Look below for the lines from the one with "Query: side window" to the one with "Provide one point per instance of the tow", and copy exactly those lines, both ends included.

———

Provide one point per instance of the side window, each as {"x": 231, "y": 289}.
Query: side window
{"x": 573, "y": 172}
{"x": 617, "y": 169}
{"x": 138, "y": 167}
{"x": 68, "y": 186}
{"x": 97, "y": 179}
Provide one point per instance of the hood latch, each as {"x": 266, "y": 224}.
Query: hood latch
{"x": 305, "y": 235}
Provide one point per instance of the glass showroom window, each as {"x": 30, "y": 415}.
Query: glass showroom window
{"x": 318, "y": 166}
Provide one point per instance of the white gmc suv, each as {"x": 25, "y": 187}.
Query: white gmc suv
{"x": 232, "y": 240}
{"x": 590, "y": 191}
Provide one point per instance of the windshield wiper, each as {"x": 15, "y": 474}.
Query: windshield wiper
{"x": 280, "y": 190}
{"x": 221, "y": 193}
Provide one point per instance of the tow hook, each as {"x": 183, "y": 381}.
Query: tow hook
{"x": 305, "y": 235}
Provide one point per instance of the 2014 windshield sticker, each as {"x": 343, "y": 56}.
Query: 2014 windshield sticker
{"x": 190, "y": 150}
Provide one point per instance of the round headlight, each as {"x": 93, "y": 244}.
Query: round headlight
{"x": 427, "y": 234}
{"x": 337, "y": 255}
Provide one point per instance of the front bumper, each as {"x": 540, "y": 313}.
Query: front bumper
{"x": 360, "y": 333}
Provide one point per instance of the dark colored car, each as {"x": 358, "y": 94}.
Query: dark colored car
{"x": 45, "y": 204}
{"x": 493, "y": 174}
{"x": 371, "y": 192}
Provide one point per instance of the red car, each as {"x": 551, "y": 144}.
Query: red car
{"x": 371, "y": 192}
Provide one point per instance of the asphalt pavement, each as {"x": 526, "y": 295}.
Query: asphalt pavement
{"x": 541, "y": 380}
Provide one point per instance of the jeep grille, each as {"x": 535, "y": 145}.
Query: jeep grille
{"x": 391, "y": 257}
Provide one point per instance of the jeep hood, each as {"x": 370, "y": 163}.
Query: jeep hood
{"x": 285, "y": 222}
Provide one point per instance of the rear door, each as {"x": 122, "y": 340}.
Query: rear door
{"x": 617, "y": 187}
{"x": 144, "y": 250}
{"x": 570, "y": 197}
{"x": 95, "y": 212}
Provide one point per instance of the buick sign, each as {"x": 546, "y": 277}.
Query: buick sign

———

Result below:
Query: side window
{"x": 573, "y": 172}
{"x": 617, "y": 169}
{"x": 138, "y": 167}
{"x": 68, "y": 186}
{"x": 97, "y": 179}
Provide one point per instance of the hood latch, each as {"x": 266, "y": 224}.
Query: hood latch
{"x": 305, "y": 235}
Provide one point per instance of the glass showroom window, each as {"x": 30, "y": 415}.
Query: glass showroom window
{"x": 318, "y": 166}
Provide one point per instance of the white gmc suv, each as {"x": 25, "y": 187}.
Query: white gmc suv
{"x": 232, "y": 240}
{"x": 590, "y": 191}
Provide one point per instance of the windshield wiper, each as {"x": 15, "y": 474}.
Query: windshield wiper
{"x": 280, "y": 190}
{"x": 221, "y": 193}
Provide one point per instance of the tow hook, each as {"x": 183, "y": 381}.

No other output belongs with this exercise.